QUOTED PASSAGE:

☆ ☆ ☆ ☆

By Julia Albertson
“To achieve all that is possible, we must attempt the impossible.” Carved in stone at the University of Denver, his alma mater, the quote carries Dr. Joel Cooper through his ongoing journey of unconventional challenges and achievements.
Originally from the Greater Los Angeles region in southern California, Cooper’s academic career began at the University of Denver, where he double-majored in mass communications and psychology. He was inducted into the ΦBK Gamma of Colorado chapter and graduated in 1976.
After graduation, Cooper channeled his creativity into journalism, adhering to the value on which he bases many of his career and life decisions. “Truth is my catalyst. It is my vitamin pill. It defines me. It says who I am. It is my raison d’être and sine qua non,” Cooper said. As a creative individual committed to public service, journalism was the obvious choice while entering the working world. “Journalism is an eminently honorable profession,” he said. “Journalists are paid to tell the truth.” Starting his career as a freelance writer and photographer around the Los Angeles area, he moved to advertising and public relations agency positions, crafting ad campaigns and public relations programs for clients in Silicon Valley and Denver, Colorado. In 1991, he became an accomplished medical reporter for various hospital publications and organizations before launching his career in an entirely new direction.

☆ ☆ ☆ ☆

TO DO:
a: Extract the passage of the profile from "By Julia Albertson" to "graduated in 1976.".
b: Summarize the profile of Joel Cooper in two sentences.
Rely solely on the profile of Joel Cooper above.

☆ ☆ ☆ ☆

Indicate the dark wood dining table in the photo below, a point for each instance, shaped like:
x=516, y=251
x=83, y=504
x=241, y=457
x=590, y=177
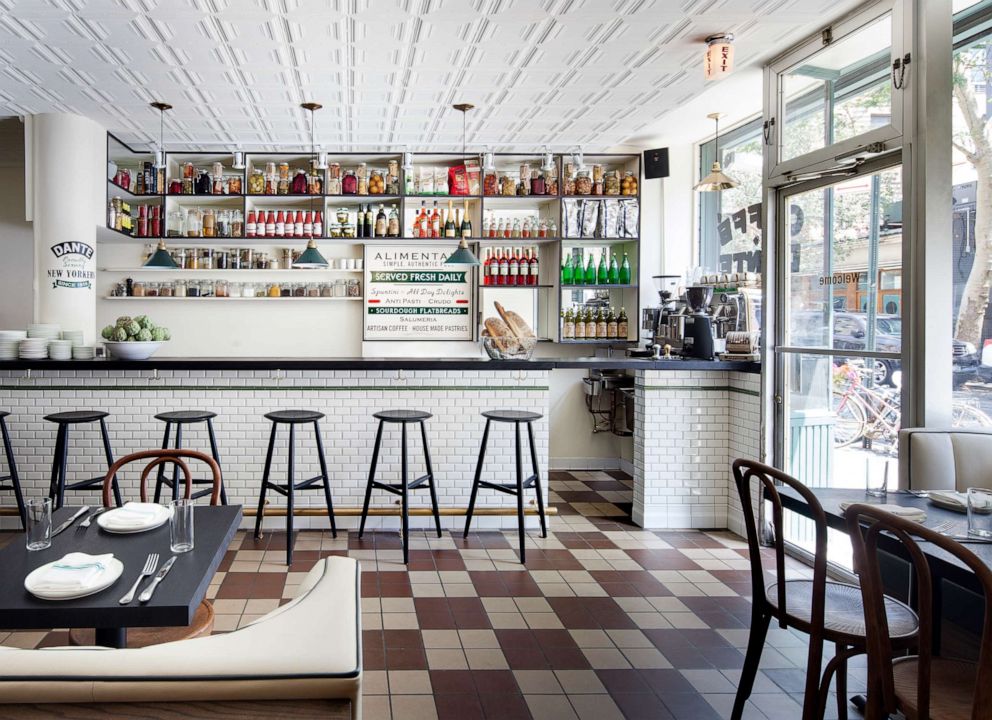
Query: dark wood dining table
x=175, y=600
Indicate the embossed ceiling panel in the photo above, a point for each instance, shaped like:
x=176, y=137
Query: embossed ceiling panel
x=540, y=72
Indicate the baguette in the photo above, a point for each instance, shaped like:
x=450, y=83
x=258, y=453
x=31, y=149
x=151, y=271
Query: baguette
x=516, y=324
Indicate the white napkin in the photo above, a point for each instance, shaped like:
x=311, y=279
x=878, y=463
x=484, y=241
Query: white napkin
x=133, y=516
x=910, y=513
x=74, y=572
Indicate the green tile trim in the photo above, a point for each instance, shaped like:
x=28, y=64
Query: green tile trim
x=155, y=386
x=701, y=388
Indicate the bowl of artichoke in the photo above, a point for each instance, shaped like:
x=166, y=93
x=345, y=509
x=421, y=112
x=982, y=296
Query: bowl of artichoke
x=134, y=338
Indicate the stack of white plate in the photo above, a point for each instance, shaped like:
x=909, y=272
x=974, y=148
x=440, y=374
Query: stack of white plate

☆ ☆ ☆ ☆

RESPONSES BY ITEM NUMBER:
a:
By Julia Albertson
“To achieve all that is possible, we must attempt the impossible.” Carved in stone at the University of Denver, his alma mater, the quote carries Dr. Joel Cooper through his ongoing journey of unconventional challenges and achievements.
Originally from the Greater Los Angeles region in southern California, Cooper’s academic career began at the University of Denver, where he double-majored in mass communications and psychology. He was inducted into the ΦBK Gamma of Colorado chapter and graduated in 1976.

b: Dr. Joel Cooper, originally from the Greater Los Angeles region, double-majored in mass communications and psychology at the University of Denver, was inducted into the ΦBK Gamma of Colorado chapter, and graduated in 1976. Guided by his commitment to truth, he began in journalism as a freelance writer and photographer, moved into advertising and public relations work for clients in Silicon Valley and Denver, and in 1991 became a medical reporter for various hospital publications and organizations.